[Source data]
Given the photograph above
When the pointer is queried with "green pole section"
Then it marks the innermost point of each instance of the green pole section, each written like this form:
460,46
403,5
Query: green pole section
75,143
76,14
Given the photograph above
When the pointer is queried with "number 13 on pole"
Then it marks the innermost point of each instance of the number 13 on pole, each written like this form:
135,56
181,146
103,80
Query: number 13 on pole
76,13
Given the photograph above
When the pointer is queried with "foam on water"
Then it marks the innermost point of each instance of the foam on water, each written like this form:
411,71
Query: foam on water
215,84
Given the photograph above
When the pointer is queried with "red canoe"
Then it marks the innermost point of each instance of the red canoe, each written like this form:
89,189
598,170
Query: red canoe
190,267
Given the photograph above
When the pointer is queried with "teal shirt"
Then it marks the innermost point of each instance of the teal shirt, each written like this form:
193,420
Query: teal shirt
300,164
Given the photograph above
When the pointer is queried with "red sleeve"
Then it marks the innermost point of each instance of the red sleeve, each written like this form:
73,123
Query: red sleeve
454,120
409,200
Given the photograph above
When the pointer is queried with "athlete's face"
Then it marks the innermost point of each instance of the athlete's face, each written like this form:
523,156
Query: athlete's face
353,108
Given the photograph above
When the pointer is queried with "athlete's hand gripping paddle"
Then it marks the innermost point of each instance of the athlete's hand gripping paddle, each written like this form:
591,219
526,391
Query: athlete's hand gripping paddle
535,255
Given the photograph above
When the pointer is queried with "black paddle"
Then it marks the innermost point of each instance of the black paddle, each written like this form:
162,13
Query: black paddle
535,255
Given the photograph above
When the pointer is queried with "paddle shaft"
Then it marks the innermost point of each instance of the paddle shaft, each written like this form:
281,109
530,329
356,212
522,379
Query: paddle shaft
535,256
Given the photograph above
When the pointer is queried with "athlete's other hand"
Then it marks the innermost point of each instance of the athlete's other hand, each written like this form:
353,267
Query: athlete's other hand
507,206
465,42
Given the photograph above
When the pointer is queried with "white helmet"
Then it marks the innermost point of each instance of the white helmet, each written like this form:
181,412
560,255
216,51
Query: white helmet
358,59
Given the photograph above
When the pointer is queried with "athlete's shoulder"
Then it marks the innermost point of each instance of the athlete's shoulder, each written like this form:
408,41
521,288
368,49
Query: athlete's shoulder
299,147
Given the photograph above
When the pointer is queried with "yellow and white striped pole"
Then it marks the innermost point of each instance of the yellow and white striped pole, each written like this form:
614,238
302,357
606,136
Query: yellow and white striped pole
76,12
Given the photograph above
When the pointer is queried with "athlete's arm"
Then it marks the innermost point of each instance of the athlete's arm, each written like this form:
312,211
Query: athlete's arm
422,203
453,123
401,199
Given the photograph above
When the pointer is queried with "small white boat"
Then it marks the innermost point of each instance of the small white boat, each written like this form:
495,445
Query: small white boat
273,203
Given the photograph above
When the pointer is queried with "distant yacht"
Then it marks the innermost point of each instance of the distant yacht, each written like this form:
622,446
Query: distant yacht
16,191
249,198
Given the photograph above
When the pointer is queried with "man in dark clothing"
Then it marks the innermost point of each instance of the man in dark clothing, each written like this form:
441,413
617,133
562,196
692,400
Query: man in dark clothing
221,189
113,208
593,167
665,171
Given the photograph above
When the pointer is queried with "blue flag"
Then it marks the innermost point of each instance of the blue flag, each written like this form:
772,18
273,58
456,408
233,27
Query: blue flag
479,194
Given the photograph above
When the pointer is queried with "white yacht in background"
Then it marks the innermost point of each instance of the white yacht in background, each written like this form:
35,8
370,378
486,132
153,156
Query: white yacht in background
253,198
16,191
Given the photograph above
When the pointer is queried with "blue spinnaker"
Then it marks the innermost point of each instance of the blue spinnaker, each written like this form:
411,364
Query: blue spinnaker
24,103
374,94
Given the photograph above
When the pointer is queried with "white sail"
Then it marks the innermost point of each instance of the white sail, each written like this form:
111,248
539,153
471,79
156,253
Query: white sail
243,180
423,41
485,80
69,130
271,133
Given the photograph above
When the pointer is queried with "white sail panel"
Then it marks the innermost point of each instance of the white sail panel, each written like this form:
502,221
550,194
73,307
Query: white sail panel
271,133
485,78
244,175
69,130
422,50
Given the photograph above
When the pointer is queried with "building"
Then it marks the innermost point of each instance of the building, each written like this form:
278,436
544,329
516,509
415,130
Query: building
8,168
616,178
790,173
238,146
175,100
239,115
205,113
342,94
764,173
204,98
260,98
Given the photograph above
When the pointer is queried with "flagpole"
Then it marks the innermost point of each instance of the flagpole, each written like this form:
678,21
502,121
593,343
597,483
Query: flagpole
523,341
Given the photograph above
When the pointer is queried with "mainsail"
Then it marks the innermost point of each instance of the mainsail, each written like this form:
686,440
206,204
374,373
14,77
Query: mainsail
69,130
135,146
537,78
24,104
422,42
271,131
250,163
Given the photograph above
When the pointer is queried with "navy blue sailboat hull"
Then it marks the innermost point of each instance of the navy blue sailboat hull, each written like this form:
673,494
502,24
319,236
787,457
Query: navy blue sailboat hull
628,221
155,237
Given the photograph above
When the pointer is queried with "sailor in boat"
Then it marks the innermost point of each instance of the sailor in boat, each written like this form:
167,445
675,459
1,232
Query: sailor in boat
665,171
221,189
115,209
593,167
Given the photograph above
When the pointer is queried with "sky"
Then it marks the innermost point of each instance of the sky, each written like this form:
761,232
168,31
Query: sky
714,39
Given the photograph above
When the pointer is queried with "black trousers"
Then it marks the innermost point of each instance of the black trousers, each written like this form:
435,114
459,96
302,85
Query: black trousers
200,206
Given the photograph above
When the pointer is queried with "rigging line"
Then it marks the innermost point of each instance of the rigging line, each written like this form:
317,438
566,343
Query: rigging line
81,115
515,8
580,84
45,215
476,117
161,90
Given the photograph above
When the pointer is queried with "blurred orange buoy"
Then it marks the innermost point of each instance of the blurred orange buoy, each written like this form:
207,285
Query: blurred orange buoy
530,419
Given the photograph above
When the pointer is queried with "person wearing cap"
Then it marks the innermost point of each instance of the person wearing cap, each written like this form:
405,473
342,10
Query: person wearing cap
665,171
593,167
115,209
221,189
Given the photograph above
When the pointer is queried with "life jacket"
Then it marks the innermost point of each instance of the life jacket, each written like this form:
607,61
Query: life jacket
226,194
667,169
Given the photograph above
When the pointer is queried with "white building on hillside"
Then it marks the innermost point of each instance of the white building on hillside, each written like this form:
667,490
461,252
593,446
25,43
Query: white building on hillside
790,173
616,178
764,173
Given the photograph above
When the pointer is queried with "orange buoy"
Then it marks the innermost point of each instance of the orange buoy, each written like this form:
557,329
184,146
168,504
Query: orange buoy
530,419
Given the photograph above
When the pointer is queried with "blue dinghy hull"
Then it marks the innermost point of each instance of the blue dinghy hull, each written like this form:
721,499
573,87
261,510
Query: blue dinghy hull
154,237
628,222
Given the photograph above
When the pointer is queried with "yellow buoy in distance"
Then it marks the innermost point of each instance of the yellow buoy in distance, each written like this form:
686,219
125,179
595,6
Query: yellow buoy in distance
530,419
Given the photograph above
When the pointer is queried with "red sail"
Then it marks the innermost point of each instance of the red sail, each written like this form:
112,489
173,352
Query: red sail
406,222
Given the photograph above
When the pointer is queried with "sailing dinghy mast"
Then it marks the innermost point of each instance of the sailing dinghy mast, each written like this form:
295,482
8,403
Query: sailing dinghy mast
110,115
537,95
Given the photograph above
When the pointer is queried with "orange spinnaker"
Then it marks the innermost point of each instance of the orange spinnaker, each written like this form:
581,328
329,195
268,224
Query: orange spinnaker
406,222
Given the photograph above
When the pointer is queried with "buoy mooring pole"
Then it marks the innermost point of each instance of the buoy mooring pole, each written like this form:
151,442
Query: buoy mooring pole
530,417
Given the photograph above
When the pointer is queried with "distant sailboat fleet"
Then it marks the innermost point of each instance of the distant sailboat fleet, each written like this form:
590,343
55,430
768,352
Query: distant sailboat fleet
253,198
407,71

**Written instruction**
How many lines in the rows above contain the word "shirt"? Case counts. Give only the number.

**Solution**
3